**Description of the task:** Repeat all the records exactly, omitting pictures.

**Stored records:**

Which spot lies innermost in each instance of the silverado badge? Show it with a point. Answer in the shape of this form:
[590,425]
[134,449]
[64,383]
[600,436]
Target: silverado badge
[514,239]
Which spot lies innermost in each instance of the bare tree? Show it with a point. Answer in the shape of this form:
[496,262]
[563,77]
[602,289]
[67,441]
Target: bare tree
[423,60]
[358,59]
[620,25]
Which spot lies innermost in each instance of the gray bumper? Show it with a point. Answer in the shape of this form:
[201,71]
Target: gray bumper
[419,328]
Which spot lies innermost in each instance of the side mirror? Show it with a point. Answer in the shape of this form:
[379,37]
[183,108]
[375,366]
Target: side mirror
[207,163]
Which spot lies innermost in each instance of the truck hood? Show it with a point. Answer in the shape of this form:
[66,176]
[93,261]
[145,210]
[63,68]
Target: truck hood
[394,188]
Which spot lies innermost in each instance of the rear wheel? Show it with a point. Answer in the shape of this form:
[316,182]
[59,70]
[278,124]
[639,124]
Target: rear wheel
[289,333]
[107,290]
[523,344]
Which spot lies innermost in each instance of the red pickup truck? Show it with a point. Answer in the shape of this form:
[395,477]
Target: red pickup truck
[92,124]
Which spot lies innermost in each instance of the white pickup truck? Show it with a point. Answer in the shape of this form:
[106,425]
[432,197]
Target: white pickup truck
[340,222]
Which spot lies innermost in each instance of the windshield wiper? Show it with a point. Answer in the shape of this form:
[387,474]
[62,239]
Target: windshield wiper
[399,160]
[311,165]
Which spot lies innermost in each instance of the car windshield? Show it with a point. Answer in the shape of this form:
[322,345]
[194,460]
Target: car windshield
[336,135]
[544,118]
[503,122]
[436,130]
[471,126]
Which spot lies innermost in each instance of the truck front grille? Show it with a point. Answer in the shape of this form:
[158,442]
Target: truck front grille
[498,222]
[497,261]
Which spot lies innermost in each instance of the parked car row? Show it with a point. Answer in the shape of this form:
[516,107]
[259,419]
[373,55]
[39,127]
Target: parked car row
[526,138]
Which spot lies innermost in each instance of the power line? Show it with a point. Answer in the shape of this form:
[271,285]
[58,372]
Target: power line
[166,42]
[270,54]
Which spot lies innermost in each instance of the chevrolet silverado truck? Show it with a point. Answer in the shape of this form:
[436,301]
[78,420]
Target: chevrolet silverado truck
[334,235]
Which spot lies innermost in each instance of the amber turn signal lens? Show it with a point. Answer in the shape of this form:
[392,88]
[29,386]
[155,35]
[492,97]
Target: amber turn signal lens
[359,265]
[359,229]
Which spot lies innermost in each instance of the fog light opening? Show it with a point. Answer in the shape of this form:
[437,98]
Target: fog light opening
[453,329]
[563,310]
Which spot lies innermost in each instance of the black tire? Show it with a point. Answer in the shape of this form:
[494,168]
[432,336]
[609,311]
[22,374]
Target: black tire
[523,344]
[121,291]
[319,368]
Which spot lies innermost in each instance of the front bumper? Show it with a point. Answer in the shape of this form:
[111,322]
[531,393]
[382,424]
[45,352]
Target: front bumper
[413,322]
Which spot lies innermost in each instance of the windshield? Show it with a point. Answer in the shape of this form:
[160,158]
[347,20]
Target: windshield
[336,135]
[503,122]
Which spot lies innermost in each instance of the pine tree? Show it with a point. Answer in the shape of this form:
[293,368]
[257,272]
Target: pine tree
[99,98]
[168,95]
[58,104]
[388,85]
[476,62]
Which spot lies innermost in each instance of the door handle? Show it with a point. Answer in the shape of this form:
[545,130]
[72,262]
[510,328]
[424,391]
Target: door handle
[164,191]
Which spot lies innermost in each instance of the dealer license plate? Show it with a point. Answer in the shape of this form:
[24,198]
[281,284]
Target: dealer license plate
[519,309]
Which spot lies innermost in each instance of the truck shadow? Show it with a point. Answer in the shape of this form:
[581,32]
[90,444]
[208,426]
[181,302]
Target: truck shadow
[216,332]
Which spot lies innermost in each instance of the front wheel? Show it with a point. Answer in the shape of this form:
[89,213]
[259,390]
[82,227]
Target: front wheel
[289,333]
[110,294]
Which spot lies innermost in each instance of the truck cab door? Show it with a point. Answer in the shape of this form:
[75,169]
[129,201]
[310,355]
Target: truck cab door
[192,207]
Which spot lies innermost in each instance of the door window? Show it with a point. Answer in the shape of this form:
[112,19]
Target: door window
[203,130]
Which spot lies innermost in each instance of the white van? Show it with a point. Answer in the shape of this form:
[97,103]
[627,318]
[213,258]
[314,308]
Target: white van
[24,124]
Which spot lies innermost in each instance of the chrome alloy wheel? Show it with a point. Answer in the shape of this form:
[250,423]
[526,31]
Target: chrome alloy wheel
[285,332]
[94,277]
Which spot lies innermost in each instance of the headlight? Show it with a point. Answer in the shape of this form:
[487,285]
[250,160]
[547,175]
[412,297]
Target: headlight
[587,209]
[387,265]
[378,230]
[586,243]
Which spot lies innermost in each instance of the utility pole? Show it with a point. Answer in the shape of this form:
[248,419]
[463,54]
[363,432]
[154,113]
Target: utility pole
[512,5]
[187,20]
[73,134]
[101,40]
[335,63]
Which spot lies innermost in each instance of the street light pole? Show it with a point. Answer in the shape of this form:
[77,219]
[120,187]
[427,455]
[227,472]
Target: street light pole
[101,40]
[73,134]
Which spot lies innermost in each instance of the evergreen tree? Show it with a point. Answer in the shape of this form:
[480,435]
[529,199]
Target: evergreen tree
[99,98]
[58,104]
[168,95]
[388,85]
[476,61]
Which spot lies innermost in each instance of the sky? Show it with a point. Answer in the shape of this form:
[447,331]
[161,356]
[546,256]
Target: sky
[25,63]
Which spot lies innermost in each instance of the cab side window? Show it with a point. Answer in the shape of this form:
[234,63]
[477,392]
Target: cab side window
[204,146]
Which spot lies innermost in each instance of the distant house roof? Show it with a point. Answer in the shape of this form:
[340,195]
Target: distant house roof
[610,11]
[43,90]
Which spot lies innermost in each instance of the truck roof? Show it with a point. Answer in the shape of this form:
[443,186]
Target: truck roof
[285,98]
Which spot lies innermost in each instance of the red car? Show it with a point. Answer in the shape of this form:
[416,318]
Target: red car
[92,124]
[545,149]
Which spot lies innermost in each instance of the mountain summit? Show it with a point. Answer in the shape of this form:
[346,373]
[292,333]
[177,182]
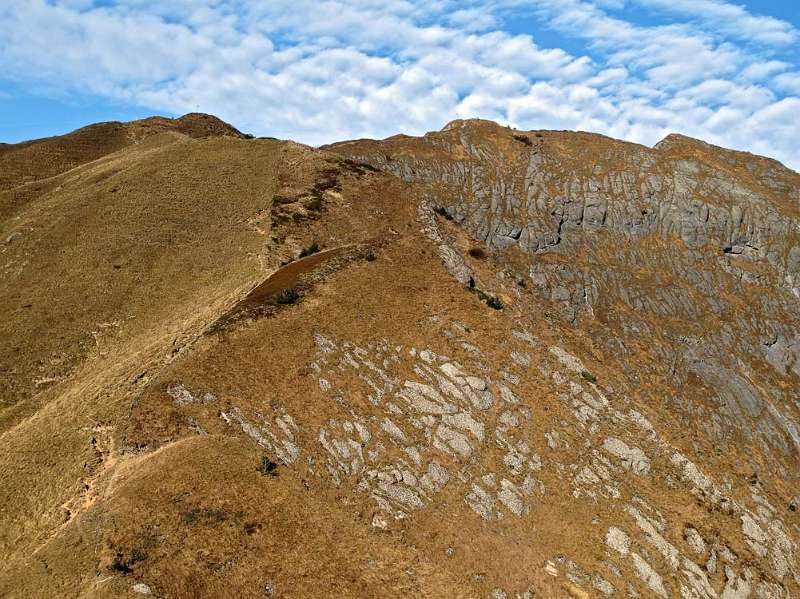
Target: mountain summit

**Solution below:**
Which spot lies innermost in each instance of the silverado badge? Show it with a point. Answer in the shape of this form:
[590,425]
[134,449]
[64,383]
[600,436]
Target: silverado badge
[514,239]
Which spot lies innermost in each instance of the bare tree? Show it with a point. Answer in the shape of this form:
[496,262]
[563,77]
[602,289]
[67,441]
Target: bare tree
[423,60]
[358,59]
[620,25]
Which spot lies innermost in each instance of the gray bumper? Show it with a point. Answer in the shape of this form:
[201,71]
Target: gray bumper
[419,328]
Which spot lies innermost in each instance of the side mirror? Show it with a point. Answer in the shape of this form:
[379,37]
[183,108]
[375,366]
Target: side mirror
[207,163]
Which spot lies innermost in each instance of the truck hood? Show it with a point. Answer in the shape of this form:
[66,176]
[93,261]
[145,210]
[63,68]
Target: truck hood
[394,188]
Which spot lies innermost in each instance of the rear wheel? Show it with a point. Answer in the shape of this form:
[316,182]
[59,70]
[278,124]
[639,124]
Target: rear wheel
[289,333]
[107,290]
[523,344]
Which spot lies innermost in each instance of the red pickup truck? Show it with a point. Answer in the shape of this form:
[395,477]
Target: red pickup truck
[92,124]
Which spot lies innermost in each instance of the white pickup truck? Show it with a point. Answer in the shape of this form:
[106,425]
[432,197]
Target: white pickup truck
[340,222]
Which spot lies innermost in each instance of the windshield wiper? Show it with a point. Answer in the shape of this form:
[387,474]
[62,239]
Target: windshield wiper
[399,160]
[311,165]
Which spot lies innermost in each instance of the car windshield? Show it with a point. Answer in the shape of this form:
[322,345]
[194,460]
Target: car windshield
[336,135]
[544,118]
[503,122]
[436,130]
[471,126]
Which spot lies innermost in each instance of the truck front grille? Show it with a point. Answer in the shape of this form:
[158,442]
Target: truck front grille
[498,222]
[497,261]
Which spot lies innermost in each instance of the parked car row? Show it with a point. Answer in the shape of this form:
[516,107]
[259,419]
[373,55]
[39,127]
Target: parked car row
[526,138]
Which spot lies innermost in each instance of the power line? Show it with a point. Answer in the shape of this form:
[271,285]
[58,372]
Target: power line
[166,42]
[270,54]
Which spot lies innermost in each instance of the chevrolet silverado truck? Show it with a point. Answer in the shape of this form:
[436,301]
[78,420]
Target: chevrolet silverado truck
[334,235]
Which spot lies innermost in each instance of the amber turn signal lens? Show it with a point. Answer in the shape of this form:
[392,88]
[29,386]
[155,35]
[492,97]
Target: amber turn signal lens
[359,265]
[359,229]
Which spot lies innermost in each instance of the fog light opening? Show it with a point. Answer in the shape of this form:
[437,98]
Target: fog light opening
[453,329]
[563,310]
Which spot lies innermost in each instance of the black tire? Show it with a point. Answer in the shape of this form:
[494,168]
[432,336]
[609,311]
[22,374]
Target: black tire
[523,344]
[121,291]
[319,368]
Which spot lies innermost in each instance of the front bumper? Show it with a point. Answer in the shape of this form:
[111,322]
[531,393]
[382,424]
[45,352]
Target: front bumper
[413,322]
Which spot lies innermost in each instance of the windshield? Show it with a point. Answer in the shape of this form:
[160,158]
[347,20]
Target: windshield
[336,135]
[503,122]
Which spot lies innermost in each instance of the pine tree? Show it with a point. Answer in the shape of this form:
[293,368]
[257,272]
Target: pine tree
[99,98]
[168,95]
[58,104]
[388,85]
[476,62]
Which spot lies innermost in each instance of the door handle? Show it with a point. Answer in the shape of this form:
[545,130]
[72,262]
[510,328]
[424,391]
Target: door handle
[164,191]
Which spot lies innermost in each instance of the dealer license plate? Show it with a point. Answer in the shape of this form:
[24,198]
[281,284]
Target: dealer license plate
[519,309]
Which spot lies innermost in each instance of the truck shadow? Show it with a point. Answer in the shape of this form:
[581,32]
[90,444]
[208,426]
[181,302]
Target: truck shadow
[216,332]
Which spot lies innermost in each instance of the front wheel? Show it with a point. Answer in the shape of this form:
[89,213]
[259,390]
[82,227]
Target: front wheel
[289,333]
[110,294]
Which spot lies innermost in each instance of the truck cab door? Show it with a point. Answer in the shape of this form:
[75,169]
[129,201]
[310,355]
Target: truck cab door
[192,207]
Which spot lies innermost in each instance of the door window? Show it with a point. Answer in the shape of this form:
[112,19]
Target: door window
[203,130]
Which spot lies innermost in each instance of the white van? Show it with a point. Answer in the shape of this form:
[97,103]
[627,318]
[213,258]
[314,308]
Target: white van
[24,124]
Which spot lies innermost in each instance of the chrome alloy wheel? Show it with a point. Answer in the shape of this form:
[250,423]
[526,31]
Target: chrome alloy wheel
[285,332]
[94,277]
Which spot lies innermost in each instance of the headlight? Show it with a point. Answer in the shape of this form:
[487,285]
[250,160]
[547,175]
[412,297]
Target: headlight
[587,209]
[387,265]
[378,230]
[586,243]
Which spot lies innermost in each instance of the utility pole? Show it with a point. Answer in the shape of this form:
[248,419]
[463,54]
[363,432]
[154,113]
Target: utility pole
[512,5]
[187,20]
[73,134]
[101,40]
[335,63]
Which spot lies innermost in each instance of the street light pole? Show it with a point. Answer in the shape of this form:
[77,219]
[120,187]
[427,455]
[227,472]
Target: street light pole
[101,40]
[73,134]
Which spot lies innermost in each instance of the evergreen tree? Show it with a point. Answer in the shape of this form:
[480,435]
[529,199]
Target: evergreen tree
[99,98]
[58,104]
[168,95]
[388,85]
[476,61]
Which spot lies innermost in each instance of the sky? Show it with a point. Answer in the shape of this form:
[447,331]
[161,356]
[546,256]
Target: sky
[25,63]
Which spot lies innermost in each instance of the cab side window? Show it with a point. Answer in the shape of this form:
[234,63]
[477,392]
Target: cab side window
[204,146]
Which spot lies innermost in each instance of the distant house roof? Show it with a point. Answer in the shape of this form:
[340,195]
Target: distant house roof
[610,11]
[43,90]
Which spot lies innermost in each instance of the truck roof? Show it with a point. Answer in the shape of this form:
[443,186]
Target: truck roof
[285,98]
Which spot lies innermost in each instance of the red car? Show it with a point. Answer in the shape of this form:
[416,318]
Target: red car
[92,124]
[545,149]
Which spot lies innermost in each instance of the mountain summit? Show it with a point. Answer in the shape of this form:
[346,373]
[292,333]
[177,182]
Target: mountain summit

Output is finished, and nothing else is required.